## Records for the task

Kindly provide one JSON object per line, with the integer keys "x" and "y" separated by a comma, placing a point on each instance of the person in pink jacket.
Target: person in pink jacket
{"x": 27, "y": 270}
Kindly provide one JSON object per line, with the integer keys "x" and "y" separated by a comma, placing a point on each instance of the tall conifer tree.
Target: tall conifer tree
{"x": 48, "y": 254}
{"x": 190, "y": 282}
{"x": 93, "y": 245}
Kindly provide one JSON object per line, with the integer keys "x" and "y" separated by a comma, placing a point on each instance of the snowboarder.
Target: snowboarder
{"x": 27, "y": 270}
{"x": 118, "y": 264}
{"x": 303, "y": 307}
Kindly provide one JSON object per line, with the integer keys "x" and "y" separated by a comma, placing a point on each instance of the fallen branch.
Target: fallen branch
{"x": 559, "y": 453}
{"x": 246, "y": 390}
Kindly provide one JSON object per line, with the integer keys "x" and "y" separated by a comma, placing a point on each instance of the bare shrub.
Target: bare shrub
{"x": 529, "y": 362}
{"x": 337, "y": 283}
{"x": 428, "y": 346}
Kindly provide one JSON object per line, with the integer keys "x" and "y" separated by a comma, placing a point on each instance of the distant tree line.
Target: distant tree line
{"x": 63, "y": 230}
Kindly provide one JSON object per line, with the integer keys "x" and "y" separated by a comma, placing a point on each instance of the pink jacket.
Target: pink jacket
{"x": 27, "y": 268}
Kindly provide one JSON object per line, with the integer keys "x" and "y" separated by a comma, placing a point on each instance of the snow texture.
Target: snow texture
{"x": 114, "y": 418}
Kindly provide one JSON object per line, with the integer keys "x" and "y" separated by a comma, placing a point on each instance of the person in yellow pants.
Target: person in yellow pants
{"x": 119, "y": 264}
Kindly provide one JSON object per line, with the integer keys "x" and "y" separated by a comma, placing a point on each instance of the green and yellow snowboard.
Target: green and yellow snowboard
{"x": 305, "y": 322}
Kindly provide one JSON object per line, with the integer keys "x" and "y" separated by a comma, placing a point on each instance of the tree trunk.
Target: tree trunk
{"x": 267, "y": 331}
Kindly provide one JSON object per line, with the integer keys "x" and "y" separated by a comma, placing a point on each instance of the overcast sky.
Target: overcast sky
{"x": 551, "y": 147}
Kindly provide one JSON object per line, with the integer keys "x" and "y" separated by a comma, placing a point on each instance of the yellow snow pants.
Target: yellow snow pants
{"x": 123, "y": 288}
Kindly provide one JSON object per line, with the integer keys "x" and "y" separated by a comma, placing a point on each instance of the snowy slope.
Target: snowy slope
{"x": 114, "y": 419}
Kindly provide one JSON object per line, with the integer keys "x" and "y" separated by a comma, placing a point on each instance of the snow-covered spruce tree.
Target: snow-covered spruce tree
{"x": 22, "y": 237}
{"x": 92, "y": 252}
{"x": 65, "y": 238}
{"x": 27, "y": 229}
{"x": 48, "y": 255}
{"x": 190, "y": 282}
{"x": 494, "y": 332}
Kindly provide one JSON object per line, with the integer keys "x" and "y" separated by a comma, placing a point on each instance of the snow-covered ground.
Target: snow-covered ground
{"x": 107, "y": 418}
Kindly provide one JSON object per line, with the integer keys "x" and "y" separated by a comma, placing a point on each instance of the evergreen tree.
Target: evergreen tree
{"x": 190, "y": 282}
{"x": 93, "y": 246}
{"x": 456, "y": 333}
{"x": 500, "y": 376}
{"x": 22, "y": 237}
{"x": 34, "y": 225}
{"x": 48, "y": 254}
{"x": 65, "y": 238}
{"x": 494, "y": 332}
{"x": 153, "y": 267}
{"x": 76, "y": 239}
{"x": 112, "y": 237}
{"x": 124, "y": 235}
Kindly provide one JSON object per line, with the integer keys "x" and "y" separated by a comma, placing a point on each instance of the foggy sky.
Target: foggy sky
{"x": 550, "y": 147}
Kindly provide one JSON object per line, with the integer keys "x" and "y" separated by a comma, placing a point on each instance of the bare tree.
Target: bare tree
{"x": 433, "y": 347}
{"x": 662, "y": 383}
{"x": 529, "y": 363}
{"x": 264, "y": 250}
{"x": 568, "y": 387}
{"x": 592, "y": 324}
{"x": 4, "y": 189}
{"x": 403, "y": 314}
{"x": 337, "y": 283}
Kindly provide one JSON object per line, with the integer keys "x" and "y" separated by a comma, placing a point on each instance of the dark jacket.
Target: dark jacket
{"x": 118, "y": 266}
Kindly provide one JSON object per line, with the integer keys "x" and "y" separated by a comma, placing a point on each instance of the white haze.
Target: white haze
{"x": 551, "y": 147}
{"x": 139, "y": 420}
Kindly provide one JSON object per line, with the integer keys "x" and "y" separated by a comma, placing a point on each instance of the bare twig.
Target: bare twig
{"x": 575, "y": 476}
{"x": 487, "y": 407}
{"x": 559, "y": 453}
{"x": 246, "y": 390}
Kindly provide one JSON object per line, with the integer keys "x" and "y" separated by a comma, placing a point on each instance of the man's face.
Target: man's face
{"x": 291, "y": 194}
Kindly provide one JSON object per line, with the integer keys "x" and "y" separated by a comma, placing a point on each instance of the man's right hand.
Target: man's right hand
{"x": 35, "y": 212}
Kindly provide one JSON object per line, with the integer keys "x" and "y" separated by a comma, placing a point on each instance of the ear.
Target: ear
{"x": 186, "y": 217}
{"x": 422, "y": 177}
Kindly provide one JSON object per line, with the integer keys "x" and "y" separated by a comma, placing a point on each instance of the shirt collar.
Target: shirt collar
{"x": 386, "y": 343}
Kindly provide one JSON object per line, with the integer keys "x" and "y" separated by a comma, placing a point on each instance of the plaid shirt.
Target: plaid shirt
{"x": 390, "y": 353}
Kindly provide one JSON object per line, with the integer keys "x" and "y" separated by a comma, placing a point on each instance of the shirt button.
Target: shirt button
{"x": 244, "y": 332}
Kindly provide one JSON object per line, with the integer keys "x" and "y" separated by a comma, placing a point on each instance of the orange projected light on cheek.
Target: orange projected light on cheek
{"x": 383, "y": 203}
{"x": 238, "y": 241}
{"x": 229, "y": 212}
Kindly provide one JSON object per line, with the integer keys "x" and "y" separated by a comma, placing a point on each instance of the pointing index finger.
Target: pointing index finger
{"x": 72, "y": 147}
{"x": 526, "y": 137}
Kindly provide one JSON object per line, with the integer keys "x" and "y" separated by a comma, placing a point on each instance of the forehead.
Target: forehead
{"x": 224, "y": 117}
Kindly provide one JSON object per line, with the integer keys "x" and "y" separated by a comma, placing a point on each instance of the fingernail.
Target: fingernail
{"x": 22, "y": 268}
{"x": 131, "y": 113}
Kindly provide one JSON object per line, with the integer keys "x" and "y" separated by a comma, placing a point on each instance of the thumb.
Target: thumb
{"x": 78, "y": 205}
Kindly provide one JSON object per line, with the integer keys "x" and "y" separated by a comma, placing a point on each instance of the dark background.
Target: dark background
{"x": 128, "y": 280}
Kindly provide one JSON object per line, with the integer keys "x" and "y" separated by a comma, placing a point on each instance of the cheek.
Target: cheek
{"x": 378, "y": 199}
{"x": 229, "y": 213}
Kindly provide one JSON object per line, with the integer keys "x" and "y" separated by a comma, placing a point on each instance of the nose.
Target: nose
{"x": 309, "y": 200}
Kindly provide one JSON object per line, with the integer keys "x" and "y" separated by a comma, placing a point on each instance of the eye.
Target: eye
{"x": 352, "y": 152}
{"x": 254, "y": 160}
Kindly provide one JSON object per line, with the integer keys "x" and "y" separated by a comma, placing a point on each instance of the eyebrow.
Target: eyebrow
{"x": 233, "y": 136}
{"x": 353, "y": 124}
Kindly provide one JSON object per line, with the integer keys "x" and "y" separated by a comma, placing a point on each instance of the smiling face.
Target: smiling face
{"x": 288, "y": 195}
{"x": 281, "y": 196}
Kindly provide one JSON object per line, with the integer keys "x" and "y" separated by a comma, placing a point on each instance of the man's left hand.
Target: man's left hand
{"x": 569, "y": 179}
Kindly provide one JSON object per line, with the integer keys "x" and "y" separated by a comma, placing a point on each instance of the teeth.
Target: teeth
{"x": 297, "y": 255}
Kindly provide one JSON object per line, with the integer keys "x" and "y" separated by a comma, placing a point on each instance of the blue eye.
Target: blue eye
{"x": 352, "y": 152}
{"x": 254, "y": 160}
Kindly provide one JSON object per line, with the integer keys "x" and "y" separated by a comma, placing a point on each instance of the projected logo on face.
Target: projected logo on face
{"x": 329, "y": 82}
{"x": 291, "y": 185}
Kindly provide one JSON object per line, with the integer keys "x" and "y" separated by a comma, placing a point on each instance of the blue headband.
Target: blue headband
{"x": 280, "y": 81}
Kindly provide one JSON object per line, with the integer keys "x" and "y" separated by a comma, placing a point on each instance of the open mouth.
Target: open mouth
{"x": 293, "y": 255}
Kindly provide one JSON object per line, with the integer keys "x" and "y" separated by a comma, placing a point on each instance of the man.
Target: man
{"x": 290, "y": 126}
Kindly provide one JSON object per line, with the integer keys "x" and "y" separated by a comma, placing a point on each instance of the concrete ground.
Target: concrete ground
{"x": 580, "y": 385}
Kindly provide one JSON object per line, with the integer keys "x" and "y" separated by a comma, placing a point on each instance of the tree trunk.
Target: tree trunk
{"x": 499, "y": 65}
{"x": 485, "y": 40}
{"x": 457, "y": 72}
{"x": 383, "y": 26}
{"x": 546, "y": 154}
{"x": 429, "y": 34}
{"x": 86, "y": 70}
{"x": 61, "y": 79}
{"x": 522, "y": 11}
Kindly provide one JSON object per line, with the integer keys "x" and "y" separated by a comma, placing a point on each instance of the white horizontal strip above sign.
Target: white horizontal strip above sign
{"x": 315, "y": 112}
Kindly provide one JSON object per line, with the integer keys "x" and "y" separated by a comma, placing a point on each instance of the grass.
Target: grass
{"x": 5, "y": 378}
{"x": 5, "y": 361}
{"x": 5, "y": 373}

## Work instructions
When you reach the line with "Target: man's face" in the records above, start writing out lines exactly, and stop once the line with "pointing index finger." has been written; include nothing else.

## Answer to the problem
Target: man's face
{"x": 291, "y": 194}
Kindly provide one JSON object per line, with the integer keys "x" and "y" separated by a comma, placing a point on each instance of the man's right hand.
Target: man's right hand
{"x": 35, "y": 212}
Kindly provide one JSON object per line, with the integer keys "x" and "y" separated by a comma, placing a point on each instance of the ear.
Target: ear
{"x": 186, "y": 217}
{"x": 422, "y": 177}
Kindly provide one JSON object per line, with the integer keys "x" and "y" separated by a comma, placing a point on each instance of the shirt collar.
Target: shirt collar
{"x": 386, "y": 343}
Kindly provide one JSON object per line, with the integer keys "x" and "y" separated by a comma, placing a point on each instance of the plaid shirt.
Target: plaid shirt
{"x": 390, "y": 353}
Kindly provide one JSON object per line, with the integer keys "x" and "y" separated by a comma, placing a point on each instance of the shirt button.
Target: shirt button
{"x": 244, "y": 332}
Kindly provide one JSON object per line, with the integer keys "x" and "y" separated by a comma, placing a point on each instance of the orange projected light on cheek.
Target: orange projected light on cheek
{"x": 383, "y": 203}
{"x": 238, "y": 241}
{"x": 229, "y": 212}
Kindly provide one JSON object per line, with the integer keys "x" and "y" separated by a comma, placing a point on each instance of the pointing index finger.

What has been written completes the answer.